Dataset items

'''

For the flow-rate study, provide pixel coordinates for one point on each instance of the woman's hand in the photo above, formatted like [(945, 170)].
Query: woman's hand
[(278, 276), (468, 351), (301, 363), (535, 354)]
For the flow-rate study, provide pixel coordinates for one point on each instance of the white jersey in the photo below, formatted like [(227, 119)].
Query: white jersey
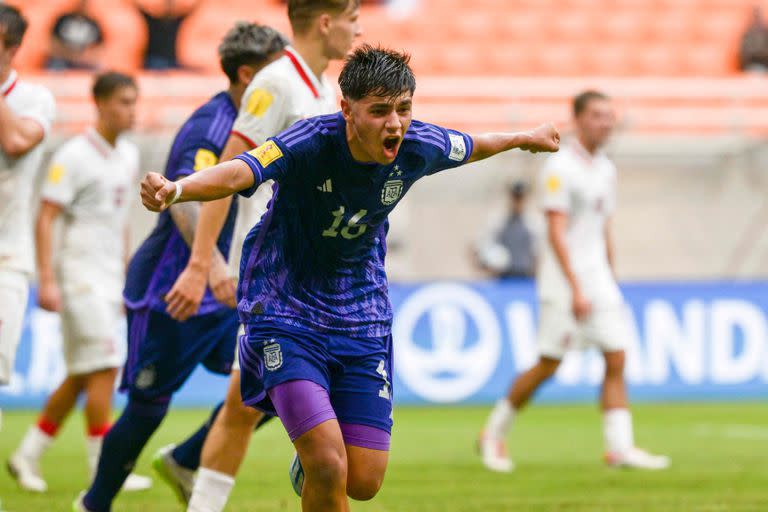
[(582, 186), (284, 92), (18, 175), (92, 181)]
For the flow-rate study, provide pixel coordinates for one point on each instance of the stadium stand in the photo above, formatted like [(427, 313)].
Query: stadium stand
[(690, 133)]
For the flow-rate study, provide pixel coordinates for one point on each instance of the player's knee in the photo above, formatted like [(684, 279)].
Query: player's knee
[(363, 487), (614, 364), (547, 368), (325, 467)]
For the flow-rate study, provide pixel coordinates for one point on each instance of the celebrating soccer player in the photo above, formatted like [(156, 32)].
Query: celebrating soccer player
[(87, 184), (313, 291), (580, 300), (290, 89), (26, 114), (163, 352)]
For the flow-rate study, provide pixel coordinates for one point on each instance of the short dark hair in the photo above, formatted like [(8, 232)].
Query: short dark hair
[(301, 13), (107, 83), (376, 71), (248, 43), (14, 25), (581, 100)]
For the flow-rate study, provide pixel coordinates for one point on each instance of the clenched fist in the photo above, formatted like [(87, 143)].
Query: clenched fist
[(157, 192), (544, 138)]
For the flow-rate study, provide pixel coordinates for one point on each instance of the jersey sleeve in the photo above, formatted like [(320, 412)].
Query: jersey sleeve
[(263, 111), (61, 183), (40, 108), (444, 148), (554, 186), (197, 153), (269, 161)]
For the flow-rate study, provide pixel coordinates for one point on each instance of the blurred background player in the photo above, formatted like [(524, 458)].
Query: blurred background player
[(290, 89), (163, 351), (88, 183), (26, 114), (314, 291), (508, 249), (580, 302)]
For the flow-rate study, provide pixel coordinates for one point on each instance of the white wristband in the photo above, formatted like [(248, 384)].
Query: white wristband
[(177, 194)]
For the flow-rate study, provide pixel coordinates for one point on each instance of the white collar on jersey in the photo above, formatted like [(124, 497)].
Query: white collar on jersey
[(99, 142), (12, 77), (319, 85)]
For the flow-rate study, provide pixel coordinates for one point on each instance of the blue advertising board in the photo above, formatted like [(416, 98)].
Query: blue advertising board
[(460, 342)]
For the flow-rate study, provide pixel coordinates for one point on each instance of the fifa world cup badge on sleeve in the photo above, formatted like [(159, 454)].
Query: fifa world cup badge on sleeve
[(267, 153), (273, 356), (458, 148)]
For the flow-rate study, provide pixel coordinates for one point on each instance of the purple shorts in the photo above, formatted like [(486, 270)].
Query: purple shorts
[(306, 378)]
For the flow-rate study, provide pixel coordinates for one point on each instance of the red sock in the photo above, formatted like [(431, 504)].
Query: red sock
[(47, 426), (98, 431)]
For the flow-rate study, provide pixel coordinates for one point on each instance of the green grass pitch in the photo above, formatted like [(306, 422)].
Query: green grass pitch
[(719, 454)]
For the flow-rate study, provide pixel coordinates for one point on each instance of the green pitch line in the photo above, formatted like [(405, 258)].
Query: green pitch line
[(718, 454)]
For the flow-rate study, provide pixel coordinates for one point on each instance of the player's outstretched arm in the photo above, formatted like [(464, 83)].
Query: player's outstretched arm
[(222, 180), (544, 138)]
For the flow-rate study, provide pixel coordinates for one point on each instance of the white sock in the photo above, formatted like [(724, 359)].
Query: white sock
[(211, 491), (34, 444), (93, 450), (617, 429), (500, 419)]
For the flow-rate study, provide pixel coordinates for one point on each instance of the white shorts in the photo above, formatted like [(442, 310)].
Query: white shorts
[(14, 290), (559, 332), (94, 332), (236, 362)]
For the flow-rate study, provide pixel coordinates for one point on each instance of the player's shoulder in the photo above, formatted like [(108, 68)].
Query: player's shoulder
[(312, 132), (423, 136), (31, 91)]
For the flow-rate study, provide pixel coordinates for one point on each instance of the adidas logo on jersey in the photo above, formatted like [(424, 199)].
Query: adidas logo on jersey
[(326, 187)]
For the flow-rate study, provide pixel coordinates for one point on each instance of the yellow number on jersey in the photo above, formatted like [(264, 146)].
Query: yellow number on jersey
[(259, 102), (553, 184), (205, 158), (55, 173)]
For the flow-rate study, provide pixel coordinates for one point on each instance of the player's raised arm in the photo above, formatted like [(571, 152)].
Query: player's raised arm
[(544, 138), (222, 180)]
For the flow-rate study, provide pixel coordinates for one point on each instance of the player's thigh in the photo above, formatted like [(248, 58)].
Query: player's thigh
[(272, 354), (361, 392), (14, 290), (607, 329), (558, 332), (163, 353), (93, 330)]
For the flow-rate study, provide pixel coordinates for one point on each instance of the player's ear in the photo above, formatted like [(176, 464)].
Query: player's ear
[(245, 73), (346, 109)]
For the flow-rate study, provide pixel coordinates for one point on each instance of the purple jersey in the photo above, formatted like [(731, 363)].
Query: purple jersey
[(164, 254), (316, 259)]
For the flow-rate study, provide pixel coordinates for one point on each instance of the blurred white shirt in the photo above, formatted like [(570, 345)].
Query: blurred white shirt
[(583, 187)]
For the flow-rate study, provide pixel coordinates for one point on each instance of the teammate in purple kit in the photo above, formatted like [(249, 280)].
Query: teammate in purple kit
[(313, 291)]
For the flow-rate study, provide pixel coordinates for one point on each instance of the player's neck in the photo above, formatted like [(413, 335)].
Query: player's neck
[(106, 133), (236, 93), (311, 50)]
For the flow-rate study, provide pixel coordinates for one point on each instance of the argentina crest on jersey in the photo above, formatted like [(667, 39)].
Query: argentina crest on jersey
[(393, 189), (273, 355)]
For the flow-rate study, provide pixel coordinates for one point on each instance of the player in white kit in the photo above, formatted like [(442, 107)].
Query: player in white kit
[(580, 301), (89, 184), (292, 88), (26, 114)]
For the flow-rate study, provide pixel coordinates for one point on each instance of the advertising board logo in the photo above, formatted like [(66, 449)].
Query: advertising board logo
[(447, 342)]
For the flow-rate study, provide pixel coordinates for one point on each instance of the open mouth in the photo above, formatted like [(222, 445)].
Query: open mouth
[(390, 146)]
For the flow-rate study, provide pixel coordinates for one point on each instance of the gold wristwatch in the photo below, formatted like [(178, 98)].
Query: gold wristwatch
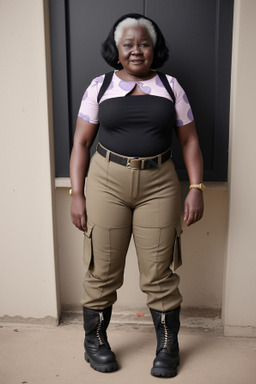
[(200, 186)]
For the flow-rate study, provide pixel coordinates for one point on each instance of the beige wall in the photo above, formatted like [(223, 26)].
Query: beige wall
[(240, 282), (218, 249), (27, 272)]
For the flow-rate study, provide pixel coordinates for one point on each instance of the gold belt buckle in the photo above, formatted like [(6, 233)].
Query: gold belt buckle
[(133, 163)]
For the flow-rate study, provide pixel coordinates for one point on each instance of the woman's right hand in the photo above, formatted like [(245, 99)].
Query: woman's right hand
[(78, 212)]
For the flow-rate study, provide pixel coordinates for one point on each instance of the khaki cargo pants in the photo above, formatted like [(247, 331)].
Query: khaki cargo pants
[(120, 202)]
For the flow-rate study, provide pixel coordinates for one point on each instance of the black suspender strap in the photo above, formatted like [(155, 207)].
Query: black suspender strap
[(166, 83), (105, 84)]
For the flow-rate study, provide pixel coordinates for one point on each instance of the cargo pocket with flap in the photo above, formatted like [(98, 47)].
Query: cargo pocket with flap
[(87, 248), (176, 255)]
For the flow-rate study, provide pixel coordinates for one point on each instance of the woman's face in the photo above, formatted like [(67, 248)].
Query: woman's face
[(136, 51)]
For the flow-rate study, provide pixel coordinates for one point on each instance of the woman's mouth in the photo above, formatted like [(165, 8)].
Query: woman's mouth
[(137, 61)]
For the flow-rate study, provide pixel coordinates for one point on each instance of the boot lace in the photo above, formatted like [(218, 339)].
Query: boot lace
[(166, 336), (100, 334)]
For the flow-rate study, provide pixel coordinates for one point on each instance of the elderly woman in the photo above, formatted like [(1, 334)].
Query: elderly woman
[(132, 187)]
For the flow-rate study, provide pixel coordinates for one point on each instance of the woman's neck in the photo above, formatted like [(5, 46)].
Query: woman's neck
[(123, 75)]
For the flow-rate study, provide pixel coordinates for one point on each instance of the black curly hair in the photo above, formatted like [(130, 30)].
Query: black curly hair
[(109, 50)]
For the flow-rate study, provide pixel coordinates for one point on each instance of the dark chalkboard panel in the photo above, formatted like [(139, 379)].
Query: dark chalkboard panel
[(199, 35)]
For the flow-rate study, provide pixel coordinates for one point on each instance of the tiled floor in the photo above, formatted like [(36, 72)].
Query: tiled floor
[(54, 355)]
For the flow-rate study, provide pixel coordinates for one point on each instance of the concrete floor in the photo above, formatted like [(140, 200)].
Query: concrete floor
[(54, 355)]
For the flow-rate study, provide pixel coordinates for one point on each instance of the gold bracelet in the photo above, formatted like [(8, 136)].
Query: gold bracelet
[(200, 186)]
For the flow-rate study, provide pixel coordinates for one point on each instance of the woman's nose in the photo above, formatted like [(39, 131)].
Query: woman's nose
[(136, 50)]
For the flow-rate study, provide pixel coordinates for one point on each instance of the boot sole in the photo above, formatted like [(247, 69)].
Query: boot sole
[(161, 372), (111, 367)]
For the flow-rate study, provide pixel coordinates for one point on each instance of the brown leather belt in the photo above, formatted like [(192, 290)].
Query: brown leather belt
[(135, 162)]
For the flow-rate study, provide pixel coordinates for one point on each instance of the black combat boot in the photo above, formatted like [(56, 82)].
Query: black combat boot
[(167, 325), (97, 349)]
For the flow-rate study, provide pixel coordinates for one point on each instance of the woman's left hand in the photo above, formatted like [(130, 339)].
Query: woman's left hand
[(194, 206)]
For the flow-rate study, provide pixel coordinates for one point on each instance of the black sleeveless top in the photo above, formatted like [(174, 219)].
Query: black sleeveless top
[(136, 126)]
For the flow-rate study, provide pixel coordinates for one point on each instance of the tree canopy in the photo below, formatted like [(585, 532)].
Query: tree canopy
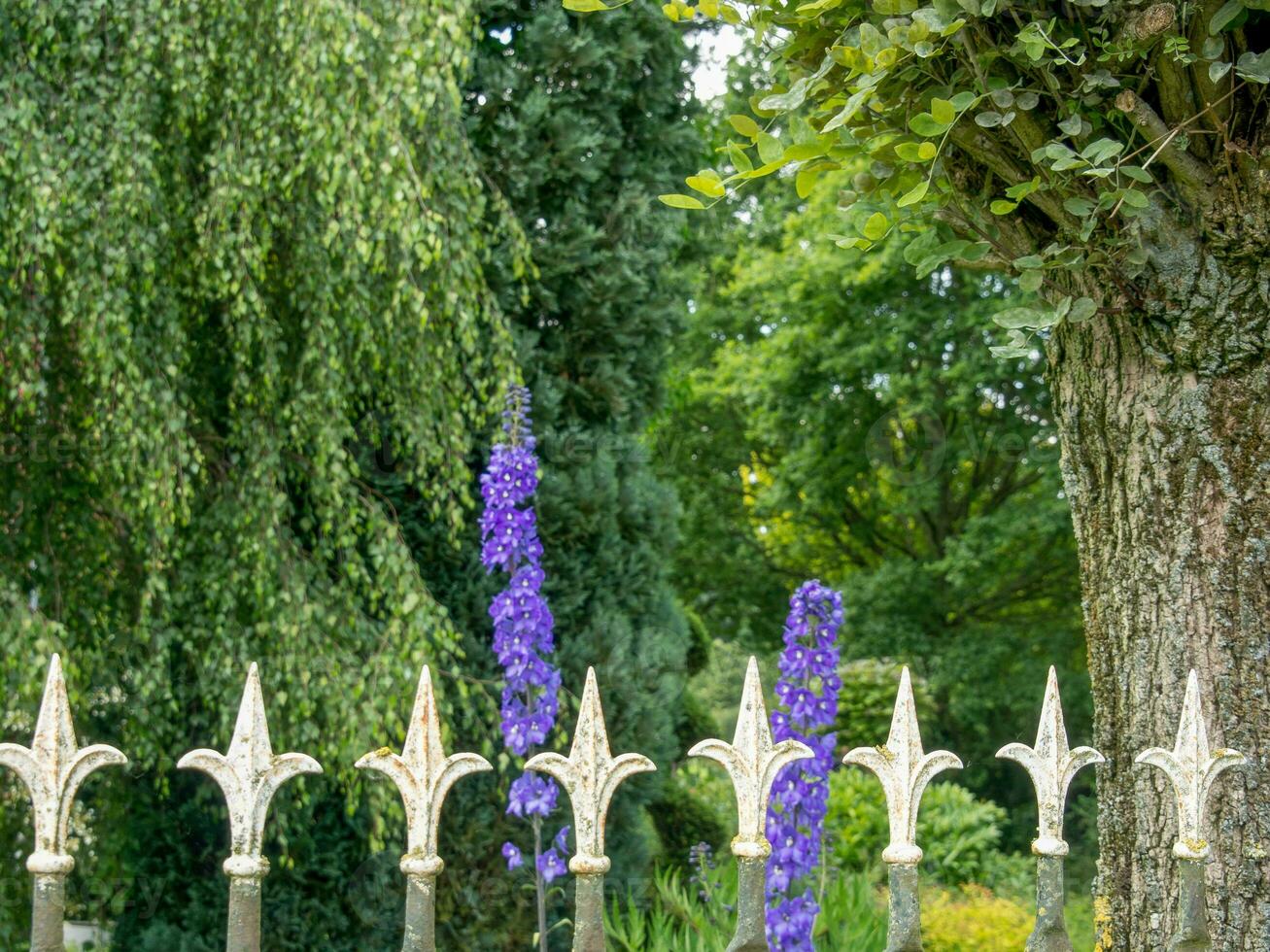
[(1081, 148), (241, 244), (835, 417)]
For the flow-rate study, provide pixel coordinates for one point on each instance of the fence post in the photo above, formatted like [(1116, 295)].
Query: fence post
[(1191, 768), (52, 768), (423, 776), (591, 774), (249, 774), (905, 770), (753, 763), (1051, 765)]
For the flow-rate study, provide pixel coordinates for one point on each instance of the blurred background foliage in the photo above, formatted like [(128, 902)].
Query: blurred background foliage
[(252, 360)]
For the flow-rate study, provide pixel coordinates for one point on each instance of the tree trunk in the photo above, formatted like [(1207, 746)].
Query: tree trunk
[(1165, 422)]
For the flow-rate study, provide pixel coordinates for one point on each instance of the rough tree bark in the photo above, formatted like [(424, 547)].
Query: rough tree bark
[(1165, 419)]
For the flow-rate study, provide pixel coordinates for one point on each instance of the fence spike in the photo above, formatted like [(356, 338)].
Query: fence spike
[(591, 774), (53, 766), (905, 769), (249, 773), (1051, 765), (753, 762), (423, 774), (1191, 766)]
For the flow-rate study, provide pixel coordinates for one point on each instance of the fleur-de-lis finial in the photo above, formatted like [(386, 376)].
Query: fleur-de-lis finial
[(249, 774), (1191, 766), (591, 774), (1051, 765), (753, 762), (905, 770), (52, 768), (423, 774)]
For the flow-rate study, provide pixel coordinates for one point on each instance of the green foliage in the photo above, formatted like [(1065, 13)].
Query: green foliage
[(959, 834), (835, 417), (241, 244), (1070, 146), (868, 699), (972, 919), (698, 915)]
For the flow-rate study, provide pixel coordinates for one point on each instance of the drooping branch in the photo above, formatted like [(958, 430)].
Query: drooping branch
[(1191, 175)]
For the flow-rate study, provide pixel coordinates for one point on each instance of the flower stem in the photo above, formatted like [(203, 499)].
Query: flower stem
[(540, 886)]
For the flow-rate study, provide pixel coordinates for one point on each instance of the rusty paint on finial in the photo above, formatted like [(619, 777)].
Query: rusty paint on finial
[(905, 770), (1051, 765), (591, 774), (423, 774), (753, 762), (53, 766), (1191, 768), (249, 773)]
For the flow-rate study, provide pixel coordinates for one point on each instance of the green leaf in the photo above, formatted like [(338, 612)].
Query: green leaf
[(943, 112), (875, 227), (1224, 17), (914, 195), (681, 201), (770, 149), (1017, 318), (1136, 198), (706, 186), (925, 124), (1254, 67), (739, 157), (743, 124), (793, 99)]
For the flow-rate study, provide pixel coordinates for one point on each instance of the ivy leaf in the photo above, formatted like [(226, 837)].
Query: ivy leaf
[(1224, 17), (875, 227), (925, 124), (745, 126), (943, 112), (770, 149), (681, 202), (1254, 67), (706, 185)]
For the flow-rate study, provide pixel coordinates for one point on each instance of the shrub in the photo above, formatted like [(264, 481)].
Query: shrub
[(973, 919), (959, 834)]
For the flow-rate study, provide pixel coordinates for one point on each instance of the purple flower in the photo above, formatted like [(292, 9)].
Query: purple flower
[(524, 626), (550, 865), (807, 698), (532, 795)]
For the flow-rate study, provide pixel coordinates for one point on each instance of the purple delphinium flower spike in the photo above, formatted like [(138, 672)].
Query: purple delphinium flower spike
[(807, 696), (524, 628)]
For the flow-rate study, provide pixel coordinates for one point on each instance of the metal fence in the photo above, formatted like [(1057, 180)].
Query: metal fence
[(249, 773)]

'''

Convert the data from the line containing "like [(128, 902)]." through the line containing "[(1165, 419)]", inclusive, into a two-column CSV with the headers prompt_text and points. Each text and its answer go in one row as quoted fields, with line breaks replaced by spaces.

▸ EXERCISE ANSWER:
prompt_text,points
"For the flow-rate study, provide pixel coordinates for one point on each instance of the blurred background foliage in the photo above, formatted like [(128, 902)]. Query: blurred background foliage","[(252, 360)]"
"For the flow-rate study, provide pixel coordinates for one point on each instance of the tree trunk in the photo above, formatted like [(1207, 746)]. Query: tree trunk","[(1165, 422)]"
"For the flow-rate study, provide pixel coordinates for one point on each instance of the rough tree bark in the photo above, formatted like [(424, 547)]. Query: rough tree bark","[(1165, 419)]"